[Records excerpted from a collection]
+--

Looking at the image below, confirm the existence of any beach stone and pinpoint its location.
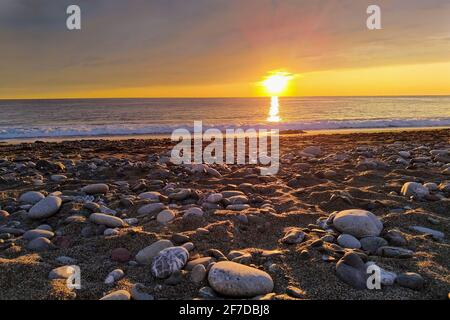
[0,227,26,236]
[333,209,383,238]
[55,256,77,265]
[281,228,305,244]
[169,189,192,201]
[423,182,439,192]
[337,233,361,249]
[19,191,45,204]
[384,229,407,247]
[286,286,306,299]
[221,190,245,198]
[136,240,173,265]
[105,269,125,285]
[156,209,175,224]
[409,226,445,241]
[100,290,131,300]
[185,255,214,271]
[164,270,184,286]
[111,248,131,262]
[103,228,120,237]
[227,204,250,211]
[400,182,430,199]
[198,287,217,299]
[138,191,161,201]
[183,207,204,219]
[151,247,189,279]
[439,182,450,193]
[0,210,9,221]
[89,213,126,228]
[359,237,388,254]
[171,233,190,244]
[227,195,248,204]
[138,202,166,215]
[182,242,195,251]
[206,193,223,203]
[22,229,55,241]
[366,261,397,286]
[397,272,425,291]
[377,246,414,259]
[208,261,274,298]
[27,196,62,219]
[130,283,155,301]
[83,201,100,212]
[81,183,109,194]
[190,264,206,283]
[27,237,55,252]
[336,252,368,290]
[36,224,53,232]
[50,174,67,182]
[48,266,76,280]
[398,151,411,159]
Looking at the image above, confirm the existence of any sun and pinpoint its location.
[262,72,292,96]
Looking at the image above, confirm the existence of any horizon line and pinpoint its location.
[0,93,450,101]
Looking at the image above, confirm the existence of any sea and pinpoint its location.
[0,96,450,140]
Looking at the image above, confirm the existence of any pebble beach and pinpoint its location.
[0,129,450,300]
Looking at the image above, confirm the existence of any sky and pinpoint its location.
[0,0,450,99]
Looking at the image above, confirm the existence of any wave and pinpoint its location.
[0,118,450,140]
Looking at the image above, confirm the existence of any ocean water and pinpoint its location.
[0,96,450,140]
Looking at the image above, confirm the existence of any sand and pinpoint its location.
[0,130,450,300]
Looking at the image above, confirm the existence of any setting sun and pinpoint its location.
[263,72,292,96]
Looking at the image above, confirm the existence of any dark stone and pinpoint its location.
[336,252,368,290]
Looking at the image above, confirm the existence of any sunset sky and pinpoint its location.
[0,0,450,98]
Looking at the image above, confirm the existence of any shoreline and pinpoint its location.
[0,127,450,145]
[0,129,450,300]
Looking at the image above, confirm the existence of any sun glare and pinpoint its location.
[263,72,292,96]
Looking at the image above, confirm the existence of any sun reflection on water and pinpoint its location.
[267,96,281,122]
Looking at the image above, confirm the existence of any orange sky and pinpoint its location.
[0,0,450,98]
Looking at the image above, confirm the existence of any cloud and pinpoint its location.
[0,0,450,95]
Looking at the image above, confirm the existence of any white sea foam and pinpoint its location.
[0,118,450,139]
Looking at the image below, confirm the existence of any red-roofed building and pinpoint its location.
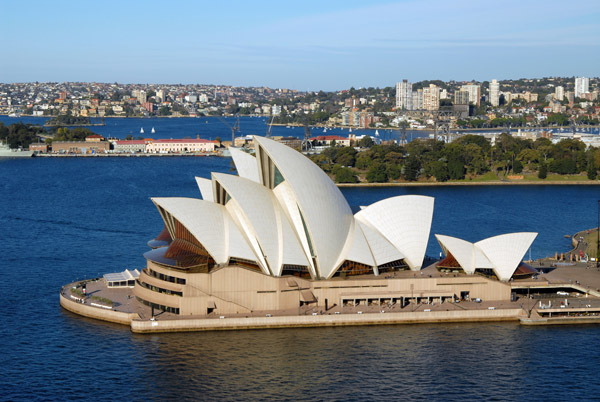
[85,134,104,142]
[310,135,350,147]
[146,139,218,154]
[114,140,146,153]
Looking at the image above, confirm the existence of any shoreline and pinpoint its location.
[336,180,600,187]
[5,114,600,133]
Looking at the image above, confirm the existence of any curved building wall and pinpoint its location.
[255,137,353,278]
[229,147,260,183]
[475,232,537,281]
[355,195,433,270]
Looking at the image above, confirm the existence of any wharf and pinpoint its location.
[35,152,223,158]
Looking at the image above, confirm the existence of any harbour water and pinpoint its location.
[0,127,600,401]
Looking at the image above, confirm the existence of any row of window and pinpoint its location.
[137,280,183,297]
[136,296,179,314]
[146,268,185,285]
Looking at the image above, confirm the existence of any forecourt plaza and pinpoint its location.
[60,137,600,332]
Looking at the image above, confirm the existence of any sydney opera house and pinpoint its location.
[134,137,536,315]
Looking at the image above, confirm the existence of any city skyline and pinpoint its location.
[0,0,600,91]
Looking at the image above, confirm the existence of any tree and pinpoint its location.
[587,152,597,180]
[448,156,465,180]
[356,152,373,170]
[538,163,548,180]
[367,161,388,183]
[358,135,374,148]
[335,167,358,183]
[513,159,523,174]
[430,161,450,181]
[404,154,421,181]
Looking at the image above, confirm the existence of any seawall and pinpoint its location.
[131,308,524,333]
[60,291,139,325]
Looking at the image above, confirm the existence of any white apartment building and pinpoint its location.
[554,85,565,102]
[461,84,481,106]
[575,77,590,98]
[490,80,500,106]
[423,84,440,110]
[396,80,413,110]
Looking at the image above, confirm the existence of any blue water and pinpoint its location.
[0,153,600,401]
[0,116,429,141]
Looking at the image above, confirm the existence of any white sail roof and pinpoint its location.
[152,197,229,264]
[213,173,306,276]
[228,147,260,183]
[355,195,433,270]
[254,137,353,278]
[435,234,478,274]
[345,223,377,267]
[196,177,215,202]
[435,232,537,281]
[475,232,537,281]
[356,220,404,265]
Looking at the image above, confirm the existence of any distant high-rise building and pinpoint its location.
[396,80,413,110]
[490,80,500,106]
[423,84,440,110]
[554,85,565,102]
[565,91,575,103]
[410,89,423,110]
[137,90,147,105]
[460,84,481,107]
[575,77,590,98]
[454,90,469,105]
[156,89,166,103]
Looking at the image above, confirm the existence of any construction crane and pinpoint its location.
[300,121,312,152]
[432,106,456,142]
[217,114,240,147]
[266,116,275,138]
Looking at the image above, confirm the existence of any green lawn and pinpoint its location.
[583,230,598,258]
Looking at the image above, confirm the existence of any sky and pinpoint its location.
[0,0,600,91]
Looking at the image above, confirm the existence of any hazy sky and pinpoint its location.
[0,0,600,90]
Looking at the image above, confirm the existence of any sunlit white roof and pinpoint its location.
[355,195,433,270]
[435,232,537,281]
[152,197,229,264]
[475,232,537,281]
[148,137,438,279]
[196,177,215,201]
[254,137,353,278]
[229,147,260,183]
[213,173,306,276]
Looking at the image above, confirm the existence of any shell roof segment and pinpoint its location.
[355,195,434,270]
[435,232,537,281]
[254,137,353,278]
[213,173,307,276]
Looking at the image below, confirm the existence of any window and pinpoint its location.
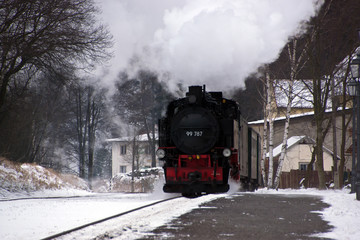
[120,145,126,155]
[299,163,314,171]
[120,166,126,173]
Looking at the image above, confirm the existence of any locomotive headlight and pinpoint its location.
[156,149,165,159]
[223,148,231,157]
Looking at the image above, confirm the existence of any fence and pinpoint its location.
[279,170,332,189]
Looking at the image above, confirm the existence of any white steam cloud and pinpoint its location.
[96,0,318,90]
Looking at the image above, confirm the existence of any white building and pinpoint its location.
[107,134,159,176]
[266,136,340,172]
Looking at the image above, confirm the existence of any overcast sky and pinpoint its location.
[97,0,316,90]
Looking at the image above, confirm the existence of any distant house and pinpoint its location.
[266,136,340,172]
[107,134,159,176]
[249,109,352,171]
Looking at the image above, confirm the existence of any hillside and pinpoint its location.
[0,157,89,198]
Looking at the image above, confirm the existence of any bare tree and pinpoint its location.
[0,0,110,113]
[274,38,306,188]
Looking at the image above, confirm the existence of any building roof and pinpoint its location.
[106,134,158,142]
[266,136,340,159]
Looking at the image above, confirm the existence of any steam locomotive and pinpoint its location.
[156,86,260,197]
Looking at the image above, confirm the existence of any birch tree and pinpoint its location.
[274,38,306,188]
[265,71,276,188]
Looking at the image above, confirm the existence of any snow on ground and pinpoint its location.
[0,189,360,240]
[0,159,360,240]
[255,189,360,240]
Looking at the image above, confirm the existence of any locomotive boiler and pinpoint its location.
[157,86,259,197]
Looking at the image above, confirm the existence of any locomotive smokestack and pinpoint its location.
[186,85,205,104]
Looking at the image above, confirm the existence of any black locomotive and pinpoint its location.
[157,86,260,196]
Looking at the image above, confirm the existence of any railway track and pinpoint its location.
[42,196,181,240]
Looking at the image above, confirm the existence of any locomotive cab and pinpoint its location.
[157,86,245,196]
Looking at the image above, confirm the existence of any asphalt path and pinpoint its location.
[141,193,332,240]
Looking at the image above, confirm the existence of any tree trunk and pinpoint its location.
[274,80,294,189]
[266,73,275,188]
[261,84,268,187]
[304,146,316,188]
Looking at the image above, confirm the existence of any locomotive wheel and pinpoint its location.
[181,192,202,198]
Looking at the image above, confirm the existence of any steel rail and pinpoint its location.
[41,196,182,240]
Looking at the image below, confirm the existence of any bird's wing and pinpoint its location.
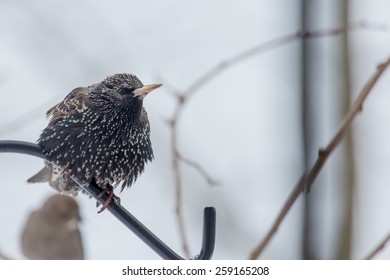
[46,87,89,121]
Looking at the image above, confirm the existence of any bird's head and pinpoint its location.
[102,73,162,103]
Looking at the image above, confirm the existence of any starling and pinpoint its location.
[28,74,161,212]
[21,194,84,260]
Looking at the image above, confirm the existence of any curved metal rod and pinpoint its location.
[0,140,216,260]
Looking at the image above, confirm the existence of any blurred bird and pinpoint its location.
[21,194,84,260]
[28,74,161,212]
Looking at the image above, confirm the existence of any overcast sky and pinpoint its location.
[0,0,390,259]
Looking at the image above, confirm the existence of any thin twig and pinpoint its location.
[365,233,390,260]
[185,21,387,98]
[164,21,387,260]
[250,57,390,259]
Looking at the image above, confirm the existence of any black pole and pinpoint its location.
[0,140,216,260]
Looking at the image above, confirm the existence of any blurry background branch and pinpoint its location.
[365,234,390,260]
[250,57,390,259]
[164,21,387,256]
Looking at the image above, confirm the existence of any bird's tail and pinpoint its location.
[27,166,50,183]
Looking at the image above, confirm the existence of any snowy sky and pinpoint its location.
[0,0,390,259]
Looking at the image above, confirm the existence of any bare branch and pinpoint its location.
[185,21,387,97]
[164,21,384,256]
[365,233,390,260]
[250,57,390,259]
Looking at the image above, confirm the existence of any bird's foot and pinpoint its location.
[96,185,121,213]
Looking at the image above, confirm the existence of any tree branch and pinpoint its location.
[365,234,390,260]
[250,57,390,259]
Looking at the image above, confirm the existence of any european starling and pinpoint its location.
[21,194,84,260]
[28,74,161,212]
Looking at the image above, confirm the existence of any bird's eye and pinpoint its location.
[119,87,134,95]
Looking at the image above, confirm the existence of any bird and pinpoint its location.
[27,73,162,213]
[21,194,84,260]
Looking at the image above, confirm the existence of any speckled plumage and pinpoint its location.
[29,74,160,198]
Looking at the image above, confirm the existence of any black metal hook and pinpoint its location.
[0,140,216,260]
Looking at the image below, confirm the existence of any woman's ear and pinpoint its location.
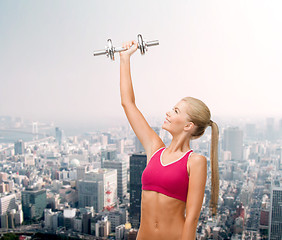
[184,122,195,132]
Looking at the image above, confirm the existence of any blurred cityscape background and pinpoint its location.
[0,116,282,240]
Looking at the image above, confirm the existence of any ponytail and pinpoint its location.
[210,121,219,216]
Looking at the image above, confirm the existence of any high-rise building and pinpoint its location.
[268,179,282,240]
[84,168,117,208]
[102,161,127,201]
[0,194,17,215]
[78,169,117,212]
[278,119,282,139]
[245,123,257,140]
[134,136,145,153]
[223,127,243,161]
[129,154,147,228]
[15,140,24,155]
[55,127,63,145]
[77,180,104,212]
[22,188,47,219]
[265,118,275,141]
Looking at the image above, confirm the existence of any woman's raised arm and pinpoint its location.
[120,41,164,159]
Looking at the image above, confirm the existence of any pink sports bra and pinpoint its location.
[141,148,193,202]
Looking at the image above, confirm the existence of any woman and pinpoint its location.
[120,41,219,240]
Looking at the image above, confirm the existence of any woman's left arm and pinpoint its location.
[181,154,207,240]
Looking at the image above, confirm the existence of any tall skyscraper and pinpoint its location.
[0,194,17,215]
[102,161,127,201]
[268,180,282,240]
[129,154,147,228]
[77,180,104,212]
[223,127,243,161]
[55,127,63,145]
[265,118,275,141]
[15,140,24,155]
[22,188,47,219]
[245,123,257,140]
[78,169,117,212]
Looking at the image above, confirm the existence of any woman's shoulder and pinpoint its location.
[187,152,207,177]
[187,152,207,167]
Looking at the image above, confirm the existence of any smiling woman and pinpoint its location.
[120,41,219,240]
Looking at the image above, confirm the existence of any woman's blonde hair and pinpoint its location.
[182,97,219,215]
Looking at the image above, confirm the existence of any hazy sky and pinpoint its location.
[0,0,282,127]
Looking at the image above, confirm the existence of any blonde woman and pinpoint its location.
[120,41,219,240]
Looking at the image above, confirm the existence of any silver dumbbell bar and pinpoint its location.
[93,34,159,60]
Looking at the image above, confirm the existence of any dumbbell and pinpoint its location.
[93,34,159,60]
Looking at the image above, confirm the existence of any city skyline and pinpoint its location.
[0,1,282,124]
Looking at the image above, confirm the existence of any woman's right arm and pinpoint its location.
[120,41,164,159]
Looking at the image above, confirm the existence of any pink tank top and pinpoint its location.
[141,148,192,202]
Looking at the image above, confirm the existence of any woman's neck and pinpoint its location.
[167,135,191,152]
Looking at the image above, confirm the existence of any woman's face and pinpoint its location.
[162,101,190,135]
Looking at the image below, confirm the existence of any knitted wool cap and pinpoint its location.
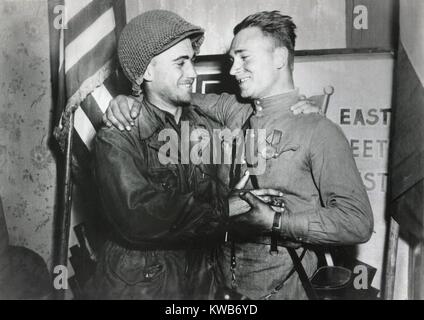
[118,10,204,86]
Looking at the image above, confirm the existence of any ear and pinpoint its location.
[143,61,154,82]
[274,47,289,69]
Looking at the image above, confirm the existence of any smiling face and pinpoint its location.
[144,39,197,107]
[230,27,281,99]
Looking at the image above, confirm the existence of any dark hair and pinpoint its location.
[233,10,296,66]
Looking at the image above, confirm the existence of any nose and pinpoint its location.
[230,59,241,76]
[185,61,197,78]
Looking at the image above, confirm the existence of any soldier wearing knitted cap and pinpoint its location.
[102,11,373,299]
[90,10,279,299]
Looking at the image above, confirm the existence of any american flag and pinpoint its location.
[49,0,126,296]
[49,0,126,165]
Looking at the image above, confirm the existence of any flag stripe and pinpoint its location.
[65,0,112,46]
[66,32,116,97]
[65,8,115,73]
[65,0,93,21]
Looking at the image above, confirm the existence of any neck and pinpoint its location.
[261,73,295,99]
[146,92,182,123]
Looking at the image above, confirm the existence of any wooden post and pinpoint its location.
[55,111,75,300]
[384,217,399,300]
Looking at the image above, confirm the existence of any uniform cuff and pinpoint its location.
[281,211,309,242]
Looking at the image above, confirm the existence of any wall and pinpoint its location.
[0,0,56,263]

+--

### Instructions for the task
Starting at the line containing "Looking at the image above, confirm the existence of any seawall" and ending at the line containing "[0,0,600,90]", write out every line again, requests included, with each bounding-box coordinate in the answers scaled by 1.8 and rounded to a whole number, halves rounded up.

### Result of this task
Looking at the image above, confirm the existence of any seawall and pinpoint its location.
[236,554,943,599]
[108,524,250,585]
Looking at the image above, confirm the existence of any white apartment building and pinpoint its location.
[997,153,1017,184]
[830,151,866,191]
[1035,139,1062,176]
[882,144,900,191]
[761,151,792,198]
[713,144,743,198]
Looking at the image above, confirm the existence of any blue water and pinpoint its location.
[0,275,1080,722]
[0,209,772,254]
Looking at the image above, confirm the existence of any white sail roof and pinpoint its location.
[274,355,412,475]
[383,311,551,497]
[410,265,468,329]
[639,351,779,486]
[457,247,635,500]
[783,421,860,493]
[621,401,679,481]
[353,319,387,364]
[783,418,967,506]
[855,418,967,506]
[641,396,727,477]
Looking at the image above, confirm the existence of any distant high-rise building and pinpoint its location.
[713,144,743,198]
[882,144,900,191]
[761,151,792,198]
[997,153,1017,184]
[1017,164,1035,185]
[738,160,761,198]
[247,162,265,189]
[828,151,866,193]
[1035,139,1062,176]
[817,162,844,189]
[281,160,299,185]
Looking at the image above, confirm the existence of any construction crane and pinpoint its location.
[540,218,562,274]
[778,191,821,256]
[391,205,432,265]
[479,209,495,248]
Looking at the image above, confirm the existence of any green lawn and pinpoint its location.
[1049,414,1076,464]
Looking at the image above, confirm the existence of any sky and pinpoint its location.
[0,0,1080,164]
Looking at the image above, confirm the existence of any hazy sky and pinpoint its location.
[0,0,1080,162]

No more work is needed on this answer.